>> START

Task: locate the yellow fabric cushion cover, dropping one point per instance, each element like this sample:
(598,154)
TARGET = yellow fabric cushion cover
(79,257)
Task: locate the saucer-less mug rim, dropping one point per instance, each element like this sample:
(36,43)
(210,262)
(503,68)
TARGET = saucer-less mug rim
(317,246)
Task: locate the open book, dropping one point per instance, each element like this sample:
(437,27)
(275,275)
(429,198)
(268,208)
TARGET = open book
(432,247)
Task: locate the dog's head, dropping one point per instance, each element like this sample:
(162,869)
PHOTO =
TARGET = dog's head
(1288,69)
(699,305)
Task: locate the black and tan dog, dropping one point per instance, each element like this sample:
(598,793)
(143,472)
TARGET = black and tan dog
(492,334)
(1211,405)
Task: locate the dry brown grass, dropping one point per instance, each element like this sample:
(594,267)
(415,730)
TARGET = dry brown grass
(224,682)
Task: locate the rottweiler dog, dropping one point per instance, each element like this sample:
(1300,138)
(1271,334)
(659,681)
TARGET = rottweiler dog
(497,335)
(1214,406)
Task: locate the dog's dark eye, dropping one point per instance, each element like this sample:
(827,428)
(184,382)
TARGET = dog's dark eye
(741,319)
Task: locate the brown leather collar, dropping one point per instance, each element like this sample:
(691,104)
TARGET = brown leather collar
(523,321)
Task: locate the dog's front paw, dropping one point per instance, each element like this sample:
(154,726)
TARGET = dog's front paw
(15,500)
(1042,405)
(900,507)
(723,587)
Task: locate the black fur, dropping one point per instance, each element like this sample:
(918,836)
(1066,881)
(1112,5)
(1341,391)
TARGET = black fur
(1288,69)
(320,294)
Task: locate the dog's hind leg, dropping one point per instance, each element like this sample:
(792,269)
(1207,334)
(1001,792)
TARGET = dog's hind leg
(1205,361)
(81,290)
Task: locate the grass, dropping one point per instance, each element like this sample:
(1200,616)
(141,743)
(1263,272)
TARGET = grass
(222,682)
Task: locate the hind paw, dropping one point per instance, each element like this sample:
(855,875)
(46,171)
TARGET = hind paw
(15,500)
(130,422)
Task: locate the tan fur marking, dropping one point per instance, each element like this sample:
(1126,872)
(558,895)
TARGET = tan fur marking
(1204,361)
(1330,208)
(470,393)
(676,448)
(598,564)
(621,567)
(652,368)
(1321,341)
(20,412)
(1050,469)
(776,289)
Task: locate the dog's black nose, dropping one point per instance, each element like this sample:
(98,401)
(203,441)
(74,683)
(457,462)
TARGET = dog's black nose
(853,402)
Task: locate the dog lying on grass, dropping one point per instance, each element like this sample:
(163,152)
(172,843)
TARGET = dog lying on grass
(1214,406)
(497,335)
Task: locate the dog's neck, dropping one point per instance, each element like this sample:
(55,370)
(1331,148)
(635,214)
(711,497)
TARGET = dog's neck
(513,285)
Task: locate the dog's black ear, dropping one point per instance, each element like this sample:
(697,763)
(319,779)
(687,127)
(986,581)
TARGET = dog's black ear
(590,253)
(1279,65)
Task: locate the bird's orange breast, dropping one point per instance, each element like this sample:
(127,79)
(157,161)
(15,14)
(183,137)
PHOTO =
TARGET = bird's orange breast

>> END

▸ **GOAL OF THE EXERCISE**
Extract all of the data above and output it character for character.

▸ **WRITTEN RESPONSE**
Task: locate the yellow fabric cushion cover, dropping one point per instance, each element like this sample:
(598,154)
TARGET = yellow fabric cushion cover
(79,257)
Task: locate the saucer-less mug rim, dropping one point per instance, each element like this sample:
(36,43)
(210,262)
(503,68)
TARGET = saucer-less mug rim
(317,246)
Task: locate the open book, dropping one point per instance, each element like this sample:
(437,27)
(275,275)
(429,198)
(268,208)
TARGET = open book
(432,247)
Task: locate the dog's head, dropping one point per instance, each element like this sample:
(162,869)
PHOTO =
TARGET = dog's head
(1288,69)
(699,305)
Task: locate the black and tan dog, dropping one point per instance, each element like this sample:
(598,793)
(143,472)
TARGET = black and tan dog
(492,334)
(1211,405)
Task: locate the dry brown grass, dropping one point per instance, each element like this sample:
(594,267)
(415,730)
TARGET = dry brown grass
(224,682)
Task: locate the rottweiler dog, dropping one point per instance, each element like this sample:
(1300,138)
(1271,334)
(659,681)
TARGET = rottweiler dog
(497,335)
(1214,406)
Task: locate the dog's dark eye, dropping one point per instance, each element like this sample:
(827,428)
(184,382)
TARGET = dog's dark eye
(741,319)
Task: locate the brown leather collar, dropping one point per instance, each element like this sample:
(691,104)
TARGET = brown leather collar
(523,321)
Task: locate the dog's front paw, dropping one point per instance, each element like this sample:
(154,726)
TARGET = dog's front paw
(15,500)
(1042,405)
(900,507)
(723,587)
Task: locate the black fur, dropping one point per instance, each element like this sample:
(918,836)
(1066,881)
(1112,5)
(1341,391)
TARGET = black fur
(1288,69)
(320,294)
Task: locate the dog's hind leg, dropping one point per instance, each element like this sample:
(792,269)
(1207,334)
(1001,792)
TARGET = dog's hind leg
(1205,361)
(81,290)
Task: locate the grass, dropping one point per instance, each element like this sample:
(1200,616)
(141,743)
(1263,272)
TARGET = grass
(222,682)
Task: locate the hind paw, dropping one point per instance, each element like this sample:
(855,875)
(46,171)
TARGET = hind paw
(15,500)
(130,422)
Task: locate the tan fur marking, dropping one point per instance, each element like this sample:
(1126,872)
(558,895)
TARGET = tan fur marking
(1204,361)
(1330,208)
(470,393)
(676,448)
(598,564)
(621,567)
(652,368)
(1321,341)
(20,412)
(1050,469)
(776,289)
Task: locate the dog's black nose, dropping one point per instance, each element like this sample:
(98,401)
(203,441)
(74,683)
(457,462)
TARGET = dog's black nose
(853,402)
Task: locate the dog lying on grass, dropping one point per instance, each element like this sample:
(163,152)
(172,843)
TARGET = dog lying on grass
(1214,406)
(497,335)
Task: locate the dog's neck, dropping one point per instance, each element like this sample:
(55,370)
(1331,148)
(635,214)
(711,497)
TARGET = dog's neck
(513,285)
Task: locate the dog's black ear, dropping one point per instance, each element like this sample:
(697,763)
(319,779)
(687,127)
(986,581)
TARGET = dog's black ear
(590,253)
(1279,65)
Task: locate the bird's orange breast, dropping one point per instance, each element like this sample:
(127,79)
(157,161)
(15,14)
(183,137)
PHOTO =
TARGET = bird's orange breast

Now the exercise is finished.